WHAT THE TASK REQUIRES
What is the count of lines in the material below that hold "blue"? Answer with only that number.

RECORDS FOR THIS EXERCISE
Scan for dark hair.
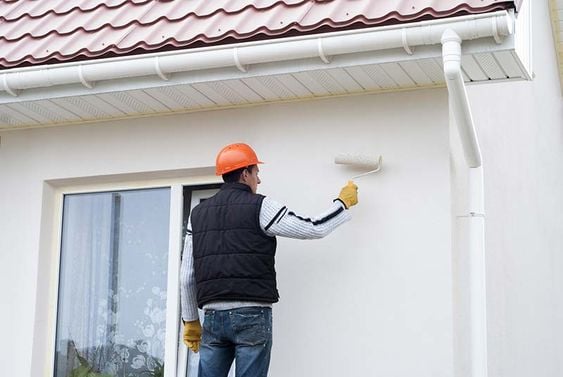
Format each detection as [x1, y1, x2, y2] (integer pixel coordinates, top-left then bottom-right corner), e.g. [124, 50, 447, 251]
[222, 165, 256, 183]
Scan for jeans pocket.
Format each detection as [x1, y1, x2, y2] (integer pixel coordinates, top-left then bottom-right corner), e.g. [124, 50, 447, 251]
[202, 311, 217, 345]
[232, 309, 269, 346]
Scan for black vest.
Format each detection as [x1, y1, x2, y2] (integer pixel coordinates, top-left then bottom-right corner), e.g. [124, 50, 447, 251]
[191, 182, 279, 308]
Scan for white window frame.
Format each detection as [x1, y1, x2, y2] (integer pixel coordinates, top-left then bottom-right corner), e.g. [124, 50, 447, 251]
[43, 174, 221, 377]
[177, 188, 236, 377]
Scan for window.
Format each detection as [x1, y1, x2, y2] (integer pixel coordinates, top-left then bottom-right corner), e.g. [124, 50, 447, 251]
[51, 184, 224, 377]
[54, 188, 171, 377]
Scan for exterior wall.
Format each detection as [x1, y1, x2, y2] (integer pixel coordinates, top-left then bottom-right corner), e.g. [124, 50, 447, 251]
[0, 89, 453, 376]
[1, 2, 561, 376]
[467, 1, 563, 376]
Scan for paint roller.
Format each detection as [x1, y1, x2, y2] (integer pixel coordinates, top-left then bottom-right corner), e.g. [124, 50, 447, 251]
[334, 153, 383, 180]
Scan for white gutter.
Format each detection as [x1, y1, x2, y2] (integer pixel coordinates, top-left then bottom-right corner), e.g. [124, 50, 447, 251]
[0, 11, 513, 96]
[442, 29, 489, 377]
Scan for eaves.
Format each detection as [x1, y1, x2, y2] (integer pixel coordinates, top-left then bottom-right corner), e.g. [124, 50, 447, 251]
[0, 8, 532, 130]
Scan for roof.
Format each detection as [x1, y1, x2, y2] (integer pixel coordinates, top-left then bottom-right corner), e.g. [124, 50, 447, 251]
[0, 0, 522, 70]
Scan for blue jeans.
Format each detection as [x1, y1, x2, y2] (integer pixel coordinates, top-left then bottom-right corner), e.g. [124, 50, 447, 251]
[199, 307, 273, 377]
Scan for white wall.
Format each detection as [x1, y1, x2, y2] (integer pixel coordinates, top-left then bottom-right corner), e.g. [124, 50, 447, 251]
[1, 3, 561, 376]
[467, 1, 563, 376]
[0, 89, 453, 376]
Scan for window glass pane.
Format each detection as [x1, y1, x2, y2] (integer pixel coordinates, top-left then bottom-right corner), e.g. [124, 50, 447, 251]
[54, 188, 170, 377]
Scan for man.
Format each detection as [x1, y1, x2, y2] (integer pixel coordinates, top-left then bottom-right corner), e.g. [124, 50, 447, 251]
[180, 143, 358, 377]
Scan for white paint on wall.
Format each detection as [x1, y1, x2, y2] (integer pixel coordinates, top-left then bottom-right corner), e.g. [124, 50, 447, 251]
[0, 89, 453, 377]
[467, 1, 563, 376]
[0, 2, 561, 376]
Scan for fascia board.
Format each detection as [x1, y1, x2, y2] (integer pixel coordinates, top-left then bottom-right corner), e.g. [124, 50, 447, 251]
[514, 3, 533, 79]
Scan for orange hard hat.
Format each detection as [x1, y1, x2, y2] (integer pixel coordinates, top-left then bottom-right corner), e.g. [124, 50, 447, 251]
[215, 143, 263, 175]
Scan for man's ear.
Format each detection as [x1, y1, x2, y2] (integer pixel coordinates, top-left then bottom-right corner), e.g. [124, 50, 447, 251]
[240, 168, 249, 183]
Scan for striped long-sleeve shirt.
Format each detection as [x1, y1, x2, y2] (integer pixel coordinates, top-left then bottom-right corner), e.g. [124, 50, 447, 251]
[180, 196, 352, 321]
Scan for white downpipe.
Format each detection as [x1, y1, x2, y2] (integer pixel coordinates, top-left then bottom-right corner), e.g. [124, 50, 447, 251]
[442, 30, 482, 168]
[442, 30, 488, 377]
[0, 11, 512, 95]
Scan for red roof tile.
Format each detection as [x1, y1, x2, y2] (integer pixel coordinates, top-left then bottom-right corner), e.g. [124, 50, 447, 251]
[0, 0, 521, 70]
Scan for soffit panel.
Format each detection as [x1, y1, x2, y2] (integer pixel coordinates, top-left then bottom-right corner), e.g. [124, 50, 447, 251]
[0, 45, 529, 129]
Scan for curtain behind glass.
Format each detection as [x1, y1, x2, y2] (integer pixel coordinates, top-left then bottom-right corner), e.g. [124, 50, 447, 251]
[54, 188, 170, 377]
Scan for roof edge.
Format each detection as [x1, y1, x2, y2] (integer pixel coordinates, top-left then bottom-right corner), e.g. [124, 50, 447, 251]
[0, 11, 515, 98]
[0, 1, 522, 71]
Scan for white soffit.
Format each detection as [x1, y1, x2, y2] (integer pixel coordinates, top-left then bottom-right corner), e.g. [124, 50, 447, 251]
[0, 11, 532, 130]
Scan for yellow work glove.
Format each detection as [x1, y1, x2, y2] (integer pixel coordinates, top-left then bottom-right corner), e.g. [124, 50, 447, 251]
[338, 181, 359, 208]
[183, 320, 202, 353]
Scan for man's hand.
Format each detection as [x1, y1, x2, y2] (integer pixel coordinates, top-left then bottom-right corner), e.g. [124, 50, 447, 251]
[338, 181, 359, 208]
[183, 320, 202, 353]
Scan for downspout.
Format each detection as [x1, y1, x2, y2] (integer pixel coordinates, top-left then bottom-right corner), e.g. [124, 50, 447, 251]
[442, 30, 488, 377]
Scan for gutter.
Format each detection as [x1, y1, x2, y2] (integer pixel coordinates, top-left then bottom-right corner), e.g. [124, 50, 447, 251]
[0, 11, 513, 96]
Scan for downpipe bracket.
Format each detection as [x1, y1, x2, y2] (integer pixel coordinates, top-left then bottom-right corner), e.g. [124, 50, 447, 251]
[457, 212, 486, 218]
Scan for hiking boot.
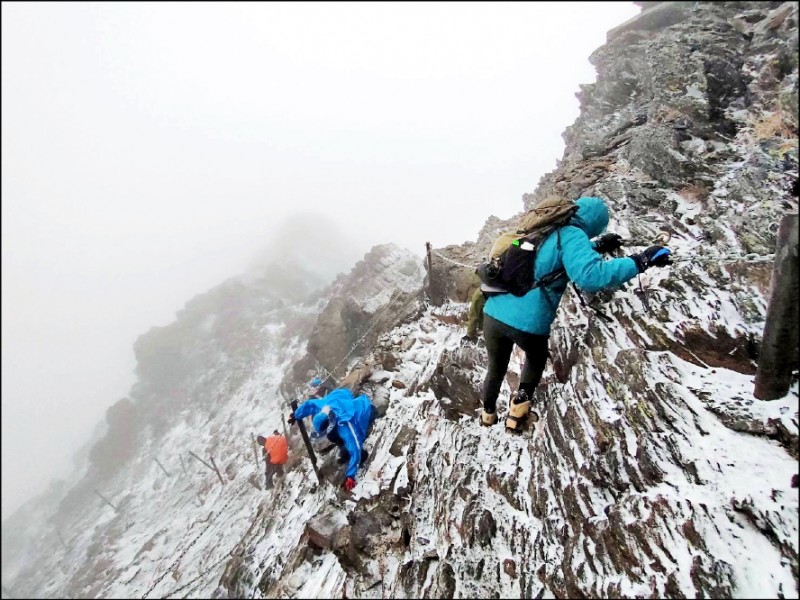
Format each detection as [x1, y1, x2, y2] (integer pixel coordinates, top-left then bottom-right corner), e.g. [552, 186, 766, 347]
[505, 390, 531, 434]
[461, 333, 485, 348]
[479, 410, 498, 426]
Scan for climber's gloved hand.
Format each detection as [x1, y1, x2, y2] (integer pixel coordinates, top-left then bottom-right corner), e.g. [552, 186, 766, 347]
[343, 476, 356, 492]
[287, 413, 296, 426]
[593, 233, 624, 254]
[631, 246, 672, 272]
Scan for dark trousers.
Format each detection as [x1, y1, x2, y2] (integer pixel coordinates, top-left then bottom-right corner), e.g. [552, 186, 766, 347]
[481, 314, 550, 413]
[264, 461, 284, 489]
[327, 428, 345, 449]
[327, 407, 376, 462]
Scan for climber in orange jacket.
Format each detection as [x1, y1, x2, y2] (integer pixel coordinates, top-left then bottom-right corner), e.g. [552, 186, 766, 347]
[257, 430, 288, 490]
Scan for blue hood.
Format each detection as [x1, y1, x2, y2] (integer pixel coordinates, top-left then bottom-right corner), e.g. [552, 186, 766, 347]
[312, 411, 330, 433]
[569, 197, 609, 239]
[483, 195, 638, 335]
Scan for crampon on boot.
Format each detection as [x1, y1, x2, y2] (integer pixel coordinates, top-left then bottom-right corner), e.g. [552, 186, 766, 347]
[505, 390, 534, 433]
[479, 410, 498, 426]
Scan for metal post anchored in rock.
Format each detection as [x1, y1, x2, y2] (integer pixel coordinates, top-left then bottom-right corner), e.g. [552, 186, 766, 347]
[754, 212, 799, 400]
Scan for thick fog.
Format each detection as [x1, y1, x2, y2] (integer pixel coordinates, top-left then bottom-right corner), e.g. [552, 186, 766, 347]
[1, 2, 640, 520]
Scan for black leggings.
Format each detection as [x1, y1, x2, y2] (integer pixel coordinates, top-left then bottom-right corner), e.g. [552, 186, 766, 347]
[481, 314, 550, 413]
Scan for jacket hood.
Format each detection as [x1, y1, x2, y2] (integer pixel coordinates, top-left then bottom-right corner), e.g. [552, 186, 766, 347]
[312, 409, 332, 433]
[570, 197, 609, 239]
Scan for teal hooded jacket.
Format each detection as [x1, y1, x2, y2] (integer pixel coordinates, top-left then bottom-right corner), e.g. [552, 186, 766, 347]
[483, 197, 639, 335]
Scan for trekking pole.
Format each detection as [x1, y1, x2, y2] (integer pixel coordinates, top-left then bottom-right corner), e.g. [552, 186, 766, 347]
[290, 399, 322, 484]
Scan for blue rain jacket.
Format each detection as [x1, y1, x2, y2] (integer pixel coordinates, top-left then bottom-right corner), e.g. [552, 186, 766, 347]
[293, 388, 375, 479]
[484, 197, 639, 335]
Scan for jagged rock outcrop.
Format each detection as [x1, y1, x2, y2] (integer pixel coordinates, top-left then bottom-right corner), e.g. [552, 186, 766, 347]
[285, 243, 426, 393]
[413, 2, 799, 598]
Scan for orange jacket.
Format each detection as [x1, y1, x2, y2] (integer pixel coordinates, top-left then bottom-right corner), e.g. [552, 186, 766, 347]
[264, 434, 288, 465]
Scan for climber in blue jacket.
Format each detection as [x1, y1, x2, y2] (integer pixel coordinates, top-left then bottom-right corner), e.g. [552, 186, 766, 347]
[288, 387, 376, 491]
[481, 196, 672, 432]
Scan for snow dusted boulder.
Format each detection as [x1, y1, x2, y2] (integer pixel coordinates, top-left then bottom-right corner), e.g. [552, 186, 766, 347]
[305, 505, 349, 551]
[429, 344, 485, 421]
[288, 243, 426, 389]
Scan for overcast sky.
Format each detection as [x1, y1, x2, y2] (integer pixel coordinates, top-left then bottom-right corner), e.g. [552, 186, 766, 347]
[1, 1, 640, 520]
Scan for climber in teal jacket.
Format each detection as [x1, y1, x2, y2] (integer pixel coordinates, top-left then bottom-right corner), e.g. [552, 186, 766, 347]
[480, 196, 672, 432]
[289, 388, 376, 491]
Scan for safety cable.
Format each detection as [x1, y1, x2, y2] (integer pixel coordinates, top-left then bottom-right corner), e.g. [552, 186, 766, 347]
[430, 250, 476, 270]
[312, 257, 429, 387]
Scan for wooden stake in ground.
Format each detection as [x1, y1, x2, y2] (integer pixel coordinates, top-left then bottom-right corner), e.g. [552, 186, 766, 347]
[154, 457, 171, 477]
[188, 450, 226, 486]
[252, 433, 262, 473]
[93, 489, 119, 513]
[754, 213, 799, 400]
[209, 455, 226, 485]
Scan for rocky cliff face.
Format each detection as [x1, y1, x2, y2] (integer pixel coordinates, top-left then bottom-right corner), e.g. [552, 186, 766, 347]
[2, 2, 797, 599]
[407, 2, 799, 597]
[285, 243, 426, 394]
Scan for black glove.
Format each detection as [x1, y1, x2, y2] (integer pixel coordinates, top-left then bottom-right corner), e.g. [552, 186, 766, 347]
[593, 233, 624, 254]
[287, 413, 296, 426]
[631, 246, 672, 272]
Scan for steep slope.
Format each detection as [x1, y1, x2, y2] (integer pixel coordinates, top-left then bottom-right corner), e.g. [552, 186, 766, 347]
[2, 2, 798, 599]
[0, 243, 425, 599]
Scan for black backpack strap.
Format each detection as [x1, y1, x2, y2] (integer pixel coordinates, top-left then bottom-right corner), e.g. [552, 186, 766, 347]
[533, 229, 567, 290]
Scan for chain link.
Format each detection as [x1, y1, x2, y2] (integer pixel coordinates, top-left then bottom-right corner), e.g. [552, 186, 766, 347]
[322, 290, 427, 385]
[669, 252, 775, 264]
[431, 250, 476, 270]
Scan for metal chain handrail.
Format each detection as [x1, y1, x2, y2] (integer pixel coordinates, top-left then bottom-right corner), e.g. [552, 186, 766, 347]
[316, 257, 429, 386]
[431, 250, 476, 270]
[669, 252, 775, 264]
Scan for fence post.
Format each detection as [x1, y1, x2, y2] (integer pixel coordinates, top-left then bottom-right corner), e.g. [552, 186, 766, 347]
[154, 457, 171, 478]
[187, 450, 226, 486]
[209, 455, 226, 486]
[252, 433, 262, 473]
[93, 489, 119, 513]
[425, 242, 434, 300]
[754, 213, 799, 400]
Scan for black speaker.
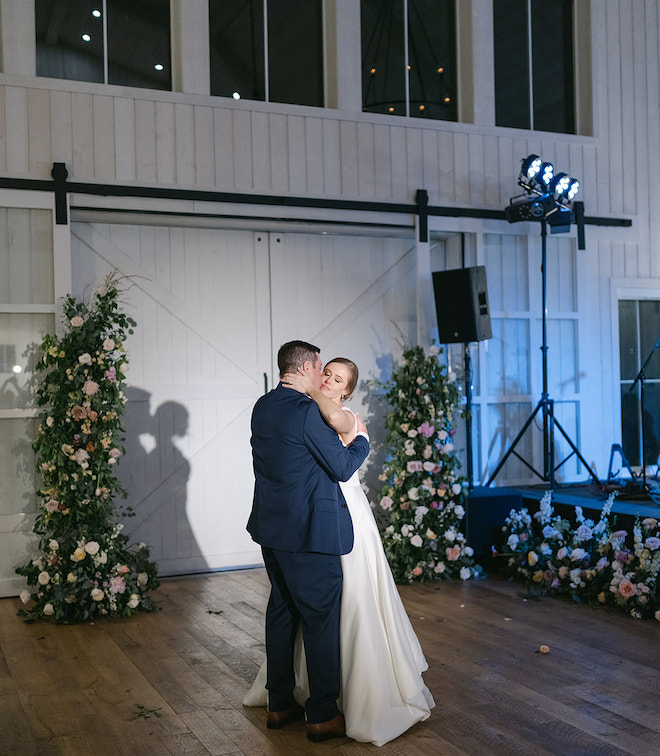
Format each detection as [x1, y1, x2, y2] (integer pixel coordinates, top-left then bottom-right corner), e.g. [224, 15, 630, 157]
[432, 266, 492, 343]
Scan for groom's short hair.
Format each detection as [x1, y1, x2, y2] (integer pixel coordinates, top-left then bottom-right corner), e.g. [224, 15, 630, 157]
[278, 340, 320, 376]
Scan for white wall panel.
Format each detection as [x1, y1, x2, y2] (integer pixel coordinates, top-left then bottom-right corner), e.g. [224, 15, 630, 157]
[70, 222, 272, 575]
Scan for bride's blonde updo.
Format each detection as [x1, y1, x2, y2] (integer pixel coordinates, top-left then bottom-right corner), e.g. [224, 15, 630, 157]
[326, 357, 359, 401]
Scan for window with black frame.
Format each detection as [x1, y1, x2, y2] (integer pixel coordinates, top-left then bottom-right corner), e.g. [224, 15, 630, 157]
[209, 0, 324, 107]
[361, 0, 457, 121]
[493, 0, 575, 133]
[619, 299, 660, 470]
[35, 0, 171, 91]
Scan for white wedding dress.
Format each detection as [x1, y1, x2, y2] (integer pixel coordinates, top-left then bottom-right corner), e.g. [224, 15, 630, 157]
[243, 409, 435, 746]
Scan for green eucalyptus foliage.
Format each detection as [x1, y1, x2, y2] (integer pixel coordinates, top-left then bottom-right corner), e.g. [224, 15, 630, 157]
[16, 271, 159, 622]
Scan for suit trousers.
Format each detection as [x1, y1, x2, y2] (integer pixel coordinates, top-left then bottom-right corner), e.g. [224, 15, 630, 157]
[261, 546, 342, 724]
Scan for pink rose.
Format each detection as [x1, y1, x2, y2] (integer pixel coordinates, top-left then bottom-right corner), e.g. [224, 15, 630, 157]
[82, 380, 99, 396]
[109, 576, 126, 595]
[618, 579, 637, 599]
[417, 421, 435, 438]
[446, 545, 461, 561]
[104, 366, 118, 383]
[412, 566, 423, 576]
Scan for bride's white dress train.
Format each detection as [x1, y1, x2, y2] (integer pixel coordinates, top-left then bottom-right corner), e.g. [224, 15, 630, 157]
[243, 457, 435, 746]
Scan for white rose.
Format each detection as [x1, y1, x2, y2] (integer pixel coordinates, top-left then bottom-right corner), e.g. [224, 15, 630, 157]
[452, 483, 462, 495]
[102, 338, 115, 351]
[127, 594, 140, 609]
[78, 352, 93, 365]
[91, 588, 105, 601]
[410, 534, 423, 547]
[38, 570, 51, 585]
[454, 504, 465, 518]
[460, 566, 472, 581]
[137, 572, 148, 586]
[43, 603, 55, 616]
[84, 541, 100, 555]
[20, 590, 31, 605]
[67, 572, 77, 583]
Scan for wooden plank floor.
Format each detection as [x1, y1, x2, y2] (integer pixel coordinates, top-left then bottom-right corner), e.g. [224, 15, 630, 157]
[1, 569, 658, 756]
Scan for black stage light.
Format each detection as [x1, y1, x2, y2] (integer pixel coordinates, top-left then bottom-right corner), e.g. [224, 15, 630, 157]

WRITTEN SOLUTION
4